- [GIVEN INSTRUCTION] Rename "precision sprayer" to "spot sprayer" throughout the records below, and reproduce them with nothing else altered. Omit the pictures from your answer.

--------------------

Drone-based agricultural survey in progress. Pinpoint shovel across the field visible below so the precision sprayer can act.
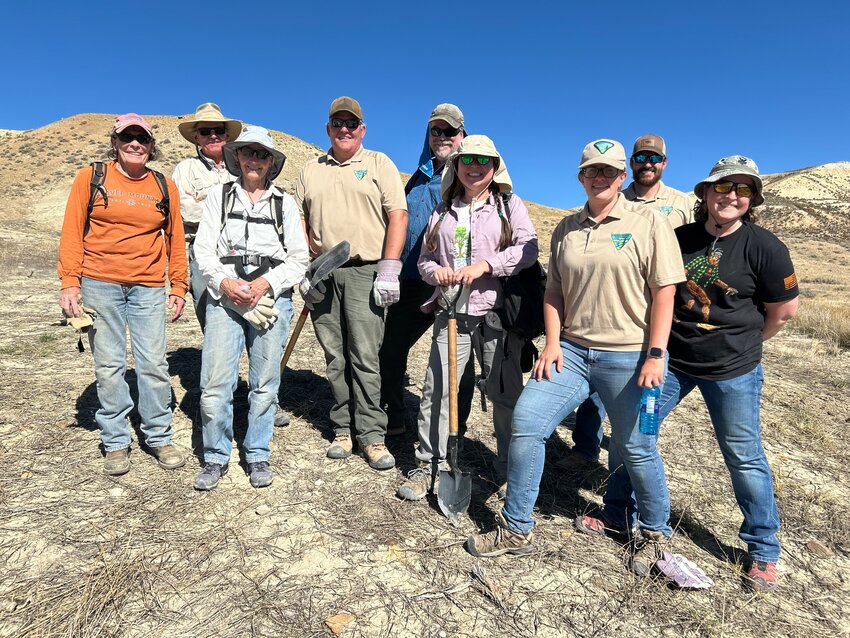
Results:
[437,286,472,523]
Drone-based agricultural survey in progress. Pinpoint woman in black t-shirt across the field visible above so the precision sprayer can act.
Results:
[660,155,798,591]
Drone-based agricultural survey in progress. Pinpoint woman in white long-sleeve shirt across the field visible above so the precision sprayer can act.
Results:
[195,126,309,490]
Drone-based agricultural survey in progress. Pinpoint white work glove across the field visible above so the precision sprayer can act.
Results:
[221,297,280,330]
[372,259,401,308]
[298,277,327,310]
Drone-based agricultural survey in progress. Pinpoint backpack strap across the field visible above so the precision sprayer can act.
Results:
[148,168,171,235]
[83,162,109,237]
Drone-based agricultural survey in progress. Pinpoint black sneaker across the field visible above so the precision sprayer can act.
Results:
[248,461,274,487]
[195,463,227,491]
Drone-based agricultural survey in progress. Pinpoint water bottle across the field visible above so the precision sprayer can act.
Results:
[640,386,661,436]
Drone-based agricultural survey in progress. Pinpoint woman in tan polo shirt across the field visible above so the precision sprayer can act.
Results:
[467,139,684,575]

--------------------

- [THE REPLY]
Drone-based agricultural survey in progress. Pinpoint shovel across the field visible below so the spot sprayer can act.
Results:
[437,286,472,523]
Drone-based agricultural survey in progress. Pinpoint woman in black t-shirt across the field visible above so the spot sprayer can act.
Results:
[660,155,798,591]
Drone-based agricultural survey in progress. Pinpoint woman in white long-sleeve shirt across the field visible above so the spot sprayer can act.
Results:
[195,126,309,490]
Drone-based agricultural survey in progress. Pinpoint white work glove across the field visible above so the spot sprayer can act.
Results:
[221,297,280,330]
[372,259,401,308]
[298,277,327,310]
Drone-based agricultural survey in progress. Pinpoint backpack strap across the field visible above so the spot sprayer can act.
Results:
[148,168,171,235]
[83,162,109,237]
Drone-based agricultural survey in progress. Pinpoint black sneaker across the field visible above so the spot sprayer can act.
Results:
[248,461,274,487]
[195,463,227,491]
Drone-based agricultural survey in progress. Pinpoint water bottle across the field visible above so the spot sprayer can act.
Results:
[640,386,661,436]
Drone-based agricultural survey in progress. Pinpoint woman in tan polo shirt across the field visible above so the spot sprayer can act.
Results:
[467,139,684,575]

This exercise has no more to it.